SOURCE EXCERPT =>
■ ■ ■ ■

# animal hoarders on AP



## Rhetoric (Aug 31, 2011)

I try to stay away from this channel but theres a show on right now about animal hoarders (hence thread title) and this guy keeps 23 hot snakes in his bedroom!! I only caught a glance but it looked like there was some kind of rattle snake in an aquarium style tank with rocks on the tops to hold them down... SKETCH


----------



## james.w (Aug 31, 2011)

He has cages without lids that have venomous snakes in them...INSANE!!


----------



## babyyitslove (Aug 31, 2011)

Yeah, can anyone say 'DEATH WISH'? ! What a total dipshit.


----------



## jdpFL (Sep 1, 2011)

And unfortunately it's people who do stupid junk like that, that give reptiles a bad name in general. It certainly wouldn't be the snakes fault if it crawled out and bit someone....but the public wouldn't see it that way. Ugh.


----------



## hanniebann (Sep 1, 2011)

■ ■ ■ ■

RECORDED INFORMATION =>
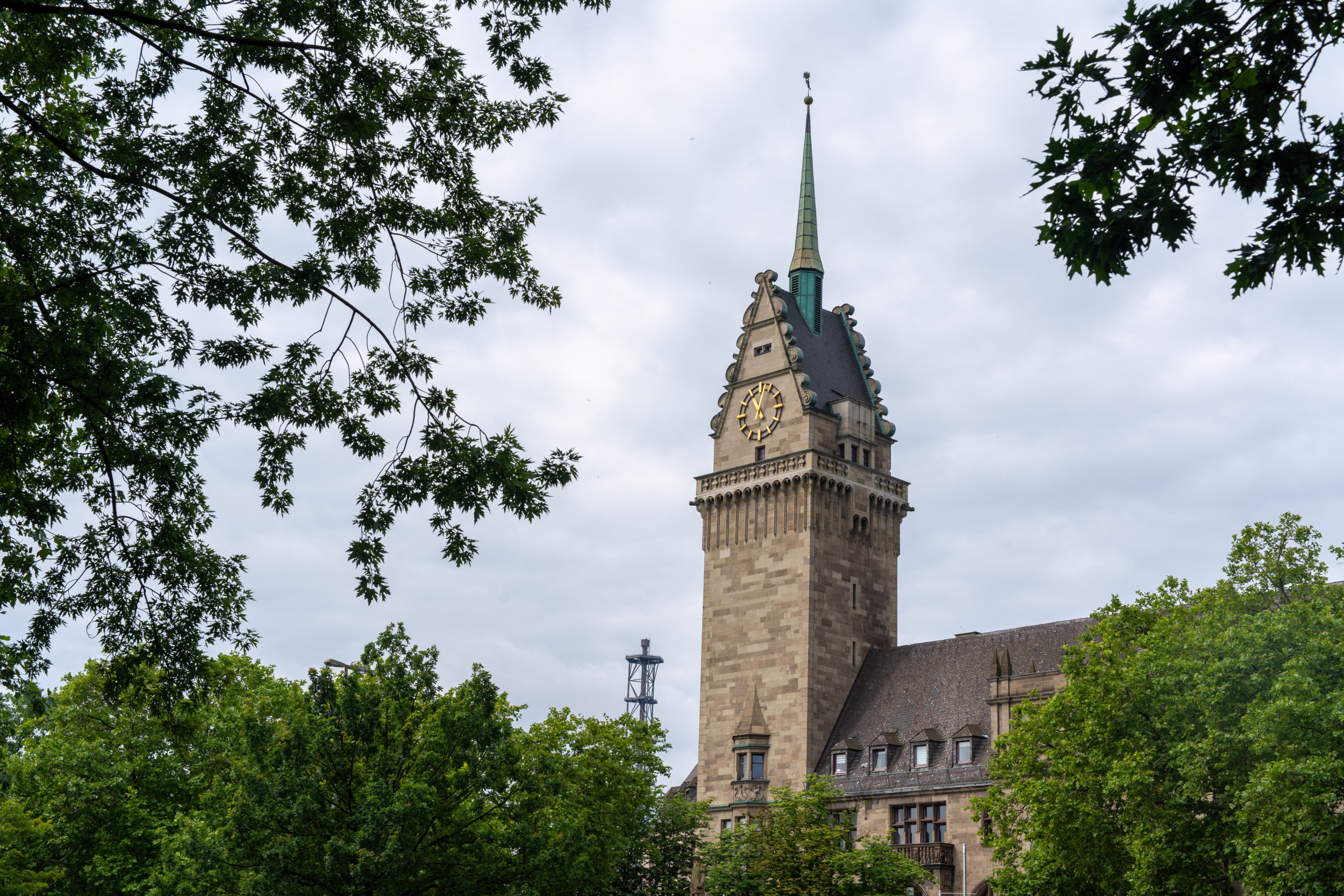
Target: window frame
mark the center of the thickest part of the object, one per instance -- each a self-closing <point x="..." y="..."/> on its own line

■ ■ ■ ■

SET TASK =>
Answer these questions from the forum thread about animal hoarders.
1. How many snakes does the opening post say the man keeps in his bedroom?
2. What does james.w say the man's cages lack?
3. What does jdpFL say people who do things like this give reptiles?

ANSWER TO THE TASK =>
1. 23 snakes.
2. Lids.
3. A bad name in general.